*Written instruction*.
Print, unchanged, the lines in the entries below from the one containing "target = mulch bed" through the one containing "column 544, row 362", both included.
=== Entries provided ===
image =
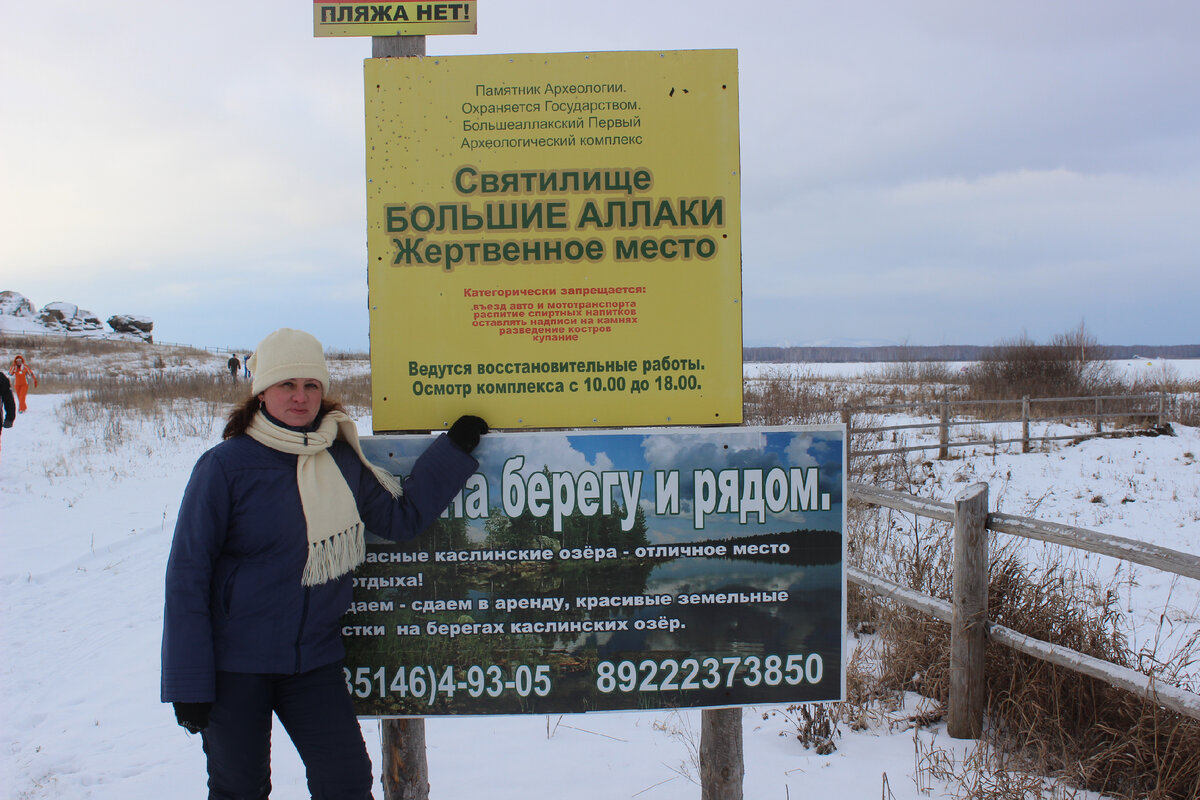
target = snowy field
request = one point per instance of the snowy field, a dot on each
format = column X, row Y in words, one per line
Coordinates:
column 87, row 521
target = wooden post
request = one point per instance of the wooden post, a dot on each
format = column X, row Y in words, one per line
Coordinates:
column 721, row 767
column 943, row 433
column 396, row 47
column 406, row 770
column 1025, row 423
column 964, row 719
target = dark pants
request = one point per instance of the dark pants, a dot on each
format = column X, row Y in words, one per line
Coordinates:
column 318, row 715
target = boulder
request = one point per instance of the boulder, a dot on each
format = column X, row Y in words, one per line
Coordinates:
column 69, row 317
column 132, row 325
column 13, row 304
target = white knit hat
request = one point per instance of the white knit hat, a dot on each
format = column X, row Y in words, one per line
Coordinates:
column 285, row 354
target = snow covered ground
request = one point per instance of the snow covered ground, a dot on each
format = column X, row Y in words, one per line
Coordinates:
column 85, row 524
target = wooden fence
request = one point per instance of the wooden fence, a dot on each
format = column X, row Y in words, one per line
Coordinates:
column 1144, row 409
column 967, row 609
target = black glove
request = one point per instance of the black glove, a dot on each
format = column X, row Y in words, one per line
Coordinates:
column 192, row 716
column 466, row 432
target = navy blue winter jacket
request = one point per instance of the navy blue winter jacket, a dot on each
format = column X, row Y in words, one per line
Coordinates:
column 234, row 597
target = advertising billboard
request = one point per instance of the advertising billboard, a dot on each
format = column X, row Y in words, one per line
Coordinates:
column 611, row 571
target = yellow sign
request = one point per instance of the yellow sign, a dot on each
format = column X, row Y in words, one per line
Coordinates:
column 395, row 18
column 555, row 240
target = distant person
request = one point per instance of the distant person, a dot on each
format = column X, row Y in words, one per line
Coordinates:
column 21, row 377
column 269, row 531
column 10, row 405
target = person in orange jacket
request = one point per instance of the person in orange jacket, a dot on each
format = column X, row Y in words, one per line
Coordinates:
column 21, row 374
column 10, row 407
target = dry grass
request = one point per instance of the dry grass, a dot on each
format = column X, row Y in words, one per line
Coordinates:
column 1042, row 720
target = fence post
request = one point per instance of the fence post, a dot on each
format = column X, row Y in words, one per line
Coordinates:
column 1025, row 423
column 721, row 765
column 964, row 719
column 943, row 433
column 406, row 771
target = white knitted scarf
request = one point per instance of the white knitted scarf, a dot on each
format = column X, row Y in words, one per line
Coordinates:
===
=== Entries provided ===
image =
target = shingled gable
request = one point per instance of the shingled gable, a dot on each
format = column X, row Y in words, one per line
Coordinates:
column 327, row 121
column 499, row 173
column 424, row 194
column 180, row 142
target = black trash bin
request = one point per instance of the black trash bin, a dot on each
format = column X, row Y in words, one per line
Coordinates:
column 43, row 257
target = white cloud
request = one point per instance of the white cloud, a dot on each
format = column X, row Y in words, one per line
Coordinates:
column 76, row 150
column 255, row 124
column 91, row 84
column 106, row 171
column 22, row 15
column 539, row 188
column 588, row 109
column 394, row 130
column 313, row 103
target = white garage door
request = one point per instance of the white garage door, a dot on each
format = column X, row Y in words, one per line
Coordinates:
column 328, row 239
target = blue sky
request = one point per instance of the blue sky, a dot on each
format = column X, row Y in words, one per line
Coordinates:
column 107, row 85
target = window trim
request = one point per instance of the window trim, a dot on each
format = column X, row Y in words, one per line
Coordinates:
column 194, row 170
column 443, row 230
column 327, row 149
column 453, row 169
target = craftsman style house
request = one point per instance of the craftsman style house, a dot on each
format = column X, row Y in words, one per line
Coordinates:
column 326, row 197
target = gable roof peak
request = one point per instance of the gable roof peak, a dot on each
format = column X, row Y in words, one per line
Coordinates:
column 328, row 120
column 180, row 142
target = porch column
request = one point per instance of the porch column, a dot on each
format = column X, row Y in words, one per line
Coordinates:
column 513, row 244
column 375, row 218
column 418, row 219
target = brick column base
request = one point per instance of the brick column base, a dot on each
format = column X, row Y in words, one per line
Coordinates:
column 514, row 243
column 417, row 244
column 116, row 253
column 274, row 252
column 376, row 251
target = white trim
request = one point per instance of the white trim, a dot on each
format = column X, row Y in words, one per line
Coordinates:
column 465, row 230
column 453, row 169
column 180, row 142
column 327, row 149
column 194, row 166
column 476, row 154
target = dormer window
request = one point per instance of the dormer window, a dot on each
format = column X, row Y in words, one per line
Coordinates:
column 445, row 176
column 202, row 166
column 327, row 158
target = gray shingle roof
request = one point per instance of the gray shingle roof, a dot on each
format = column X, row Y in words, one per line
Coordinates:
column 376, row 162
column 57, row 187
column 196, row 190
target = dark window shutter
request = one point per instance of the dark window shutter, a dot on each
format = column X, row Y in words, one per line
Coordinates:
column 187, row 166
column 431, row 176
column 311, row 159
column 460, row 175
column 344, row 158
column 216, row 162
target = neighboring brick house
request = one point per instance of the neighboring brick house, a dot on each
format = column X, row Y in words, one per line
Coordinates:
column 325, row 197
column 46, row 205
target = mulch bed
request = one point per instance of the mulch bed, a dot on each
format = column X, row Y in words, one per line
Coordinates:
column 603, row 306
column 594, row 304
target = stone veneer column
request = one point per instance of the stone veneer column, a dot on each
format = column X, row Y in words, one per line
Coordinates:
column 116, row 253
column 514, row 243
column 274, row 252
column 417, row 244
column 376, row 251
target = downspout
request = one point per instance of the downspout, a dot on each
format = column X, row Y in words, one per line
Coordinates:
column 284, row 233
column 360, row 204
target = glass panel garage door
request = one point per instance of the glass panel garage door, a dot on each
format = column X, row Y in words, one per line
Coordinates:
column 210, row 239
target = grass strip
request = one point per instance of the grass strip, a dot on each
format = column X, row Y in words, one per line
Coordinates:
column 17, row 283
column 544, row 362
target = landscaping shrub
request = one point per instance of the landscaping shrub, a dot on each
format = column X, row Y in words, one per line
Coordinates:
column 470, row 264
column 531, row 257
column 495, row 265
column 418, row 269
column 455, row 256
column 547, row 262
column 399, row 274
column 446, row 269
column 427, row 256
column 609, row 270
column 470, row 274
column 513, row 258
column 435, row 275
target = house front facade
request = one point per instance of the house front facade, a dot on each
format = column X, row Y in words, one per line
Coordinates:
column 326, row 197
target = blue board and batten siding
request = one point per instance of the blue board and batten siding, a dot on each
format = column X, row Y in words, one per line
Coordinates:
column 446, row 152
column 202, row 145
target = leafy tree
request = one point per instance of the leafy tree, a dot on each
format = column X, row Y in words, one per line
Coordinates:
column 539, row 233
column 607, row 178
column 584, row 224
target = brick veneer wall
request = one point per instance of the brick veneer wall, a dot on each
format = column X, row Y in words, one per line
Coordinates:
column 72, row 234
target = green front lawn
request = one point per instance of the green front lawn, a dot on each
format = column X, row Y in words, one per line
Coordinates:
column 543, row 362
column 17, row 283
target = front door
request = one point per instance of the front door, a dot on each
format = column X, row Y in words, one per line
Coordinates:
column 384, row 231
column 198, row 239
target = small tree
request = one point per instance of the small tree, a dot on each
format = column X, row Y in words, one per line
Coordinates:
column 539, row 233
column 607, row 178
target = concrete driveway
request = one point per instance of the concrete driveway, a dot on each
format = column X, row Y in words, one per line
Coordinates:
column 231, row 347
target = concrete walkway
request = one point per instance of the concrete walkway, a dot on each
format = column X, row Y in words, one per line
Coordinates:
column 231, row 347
===
=== Entries provided ===
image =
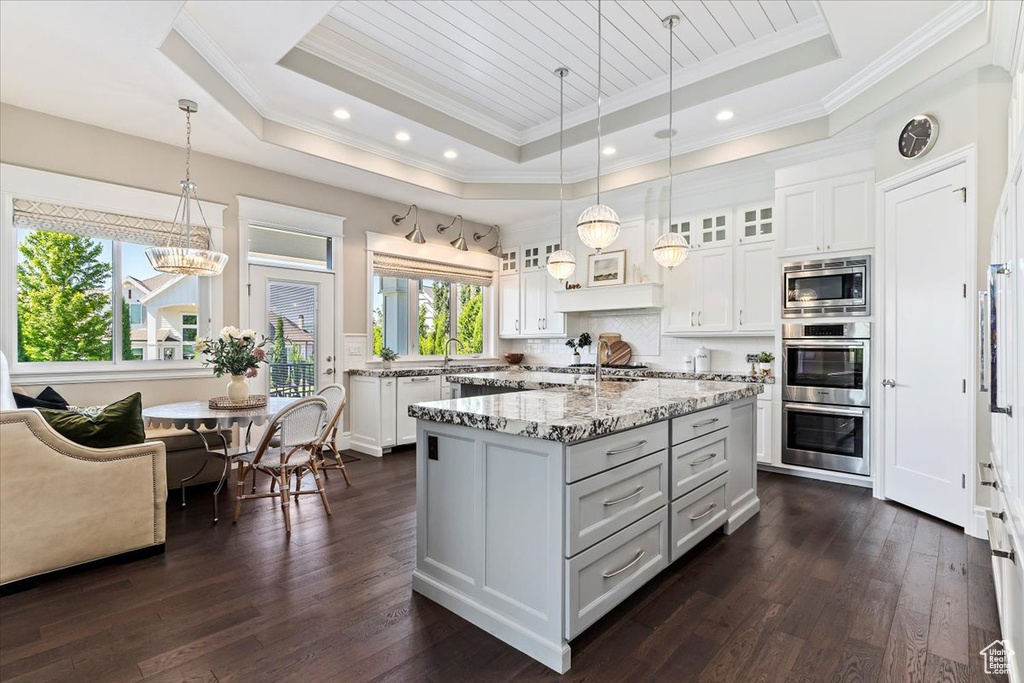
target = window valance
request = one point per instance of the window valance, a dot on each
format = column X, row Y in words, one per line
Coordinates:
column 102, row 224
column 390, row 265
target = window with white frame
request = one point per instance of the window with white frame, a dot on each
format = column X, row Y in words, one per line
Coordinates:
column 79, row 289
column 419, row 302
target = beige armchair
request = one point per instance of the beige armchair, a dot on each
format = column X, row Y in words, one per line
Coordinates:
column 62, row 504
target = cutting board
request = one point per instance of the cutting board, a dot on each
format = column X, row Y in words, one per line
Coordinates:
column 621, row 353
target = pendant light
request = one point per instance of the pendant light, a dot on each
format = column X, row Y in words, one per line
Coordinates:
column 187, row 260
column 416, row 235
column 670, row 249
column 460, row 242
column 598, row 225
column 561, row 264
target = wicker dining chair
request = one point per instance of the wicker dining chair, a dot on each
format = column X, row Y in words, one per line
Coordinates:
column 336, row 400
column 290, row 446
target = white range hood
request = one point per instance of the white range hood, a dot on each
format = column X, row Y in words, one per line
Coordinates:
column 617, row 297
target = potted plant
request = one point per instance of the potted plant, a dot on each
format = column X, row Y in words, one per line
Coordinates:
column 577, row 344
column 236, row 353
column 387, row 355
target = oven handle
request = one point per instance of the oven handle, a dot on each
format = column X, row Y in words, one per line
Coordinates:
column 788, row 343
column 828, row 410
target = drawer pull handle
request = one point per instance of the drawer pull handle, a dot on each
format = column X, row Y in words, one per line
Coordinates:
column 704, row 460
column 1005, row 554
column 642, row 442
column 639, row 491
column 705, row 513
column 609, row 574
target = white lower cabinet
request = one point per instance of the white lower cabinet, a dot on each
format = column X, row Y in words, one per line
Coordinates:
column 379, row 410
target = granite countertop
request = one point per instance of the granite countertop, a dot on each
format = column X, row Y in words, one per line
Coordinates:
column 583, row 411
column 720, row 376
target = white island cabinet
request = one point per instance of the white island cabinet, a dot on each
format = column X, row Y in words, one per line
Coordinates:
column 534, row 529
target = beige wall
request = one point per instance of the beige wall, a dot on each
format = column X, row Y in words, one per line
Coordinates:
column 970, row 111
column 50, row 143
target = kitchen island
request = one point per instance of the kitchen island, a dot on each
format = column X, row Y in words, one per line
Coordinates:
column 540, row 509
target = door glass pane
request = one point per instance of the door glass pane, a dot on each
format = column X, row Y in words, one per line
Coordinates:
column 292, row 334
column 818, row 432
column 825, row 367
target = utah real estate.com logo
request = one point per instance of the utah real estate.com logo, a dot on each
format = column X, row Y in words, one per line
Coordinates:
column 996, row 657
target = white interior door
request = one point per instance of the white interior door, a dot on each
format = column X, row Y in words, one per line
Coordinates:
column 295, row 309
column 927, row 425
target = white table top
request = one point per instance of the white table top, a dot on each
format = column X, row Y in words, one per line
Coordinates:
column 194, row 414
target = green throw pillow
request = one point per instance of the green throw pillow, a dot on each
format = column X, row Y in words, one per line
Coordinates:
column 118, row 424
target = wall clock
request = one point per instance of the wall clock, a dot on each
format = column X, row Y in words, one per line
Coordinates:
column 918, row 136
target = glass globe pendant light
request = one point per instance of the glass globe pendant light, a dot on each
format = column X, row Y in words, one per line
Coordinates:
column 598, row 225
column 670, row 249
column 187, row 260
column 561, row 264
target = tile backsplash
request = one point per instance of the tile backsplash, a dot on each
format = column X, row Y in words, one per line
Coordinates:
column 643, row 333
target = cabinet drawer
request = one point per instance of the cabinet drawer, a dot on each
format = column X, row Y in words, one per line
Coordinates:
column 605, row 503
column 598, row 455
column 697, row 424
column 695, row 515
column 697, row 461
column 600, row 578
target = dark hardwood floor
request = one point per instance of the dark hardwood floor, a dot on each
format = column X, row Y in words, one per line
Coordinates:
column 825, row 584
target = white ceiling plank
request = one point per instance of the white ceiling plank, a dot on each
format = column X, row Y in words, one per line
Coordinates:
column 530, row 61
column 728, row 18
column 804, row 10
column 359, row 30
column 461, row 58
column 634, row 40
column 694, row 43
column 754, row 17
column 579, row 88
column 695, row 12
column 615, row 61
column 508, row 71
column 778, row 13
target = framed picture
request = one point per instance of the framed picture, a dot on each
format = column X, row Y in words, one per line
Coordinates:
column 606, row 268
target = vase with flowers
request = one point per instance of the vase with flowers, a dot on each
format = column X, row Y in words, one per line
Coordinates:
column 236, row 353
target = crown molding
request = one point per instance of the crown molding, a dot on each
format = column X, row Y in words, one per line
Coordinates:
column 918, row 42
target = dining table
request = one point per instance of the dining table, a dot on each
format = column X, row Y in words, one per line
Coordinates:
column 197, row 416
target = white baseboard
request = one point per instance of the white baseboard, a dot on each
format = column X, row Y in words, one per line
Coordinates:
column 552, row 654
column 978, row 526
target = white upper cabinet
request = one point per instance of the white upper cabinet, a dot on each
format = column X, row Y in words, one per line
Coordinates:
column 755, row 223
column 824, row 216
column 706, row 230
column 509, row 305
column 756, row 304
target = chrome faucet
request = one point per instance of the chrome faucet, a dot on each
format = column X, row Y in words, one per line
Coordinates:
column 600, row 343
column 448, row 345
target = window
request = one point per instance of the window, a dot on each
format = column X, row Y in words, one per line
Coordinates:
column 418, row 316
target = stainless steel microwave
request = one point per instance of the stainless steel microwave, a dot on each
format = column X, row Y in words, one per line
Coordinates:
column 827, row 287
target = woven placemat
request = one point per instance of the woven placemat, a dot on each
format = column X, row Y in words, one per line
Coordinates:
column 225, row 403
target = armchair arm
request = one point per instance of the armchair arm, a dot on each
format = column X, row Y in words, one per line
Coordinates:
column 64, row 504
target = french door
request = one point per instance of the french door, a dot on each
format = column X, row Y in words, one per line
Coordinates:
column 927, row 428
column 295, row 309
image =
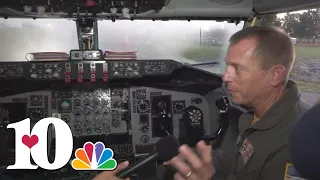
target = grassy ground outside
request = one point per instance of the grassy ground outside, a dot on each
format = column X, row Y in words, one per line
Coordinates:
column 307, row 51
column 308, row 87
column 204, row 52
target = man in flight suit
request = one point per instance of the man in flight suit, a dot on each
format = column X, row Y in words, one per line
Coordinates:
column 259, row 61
===
*Expected output*.
target = mulch bed
request = one point per instance of the mulch bed, a dot on each
format = column X, row Y in words, one per line
Coordinates:
column 603, row 306
column 594, row 304
target = stone veneer column
request = one point per instance of the stone veneer column, a dot on each
format = column X, row Y in words, one per line
Coordinates:
column 116, row 253
column 514, row 243
column 274, row 252
column 417, row 244
column 376, row 251
target = downspout
request = one point per instance of the downspout, a dot on each
format = column X, row Y in words, one per line
Coordinates:
column 284, row 233
column 360, row 204
target = glass panel garage door
request = one point per instance of the glass panel garage door, a dot on each
format = column X, row Y in words, one per line
Coordinates:
column 210, row 239
target = grass strip
request = one point per instance of the grass strip, a dot on each
format = column X, row Y in words, one per line
Coordinates:
column 17, row 283
column 544, row 362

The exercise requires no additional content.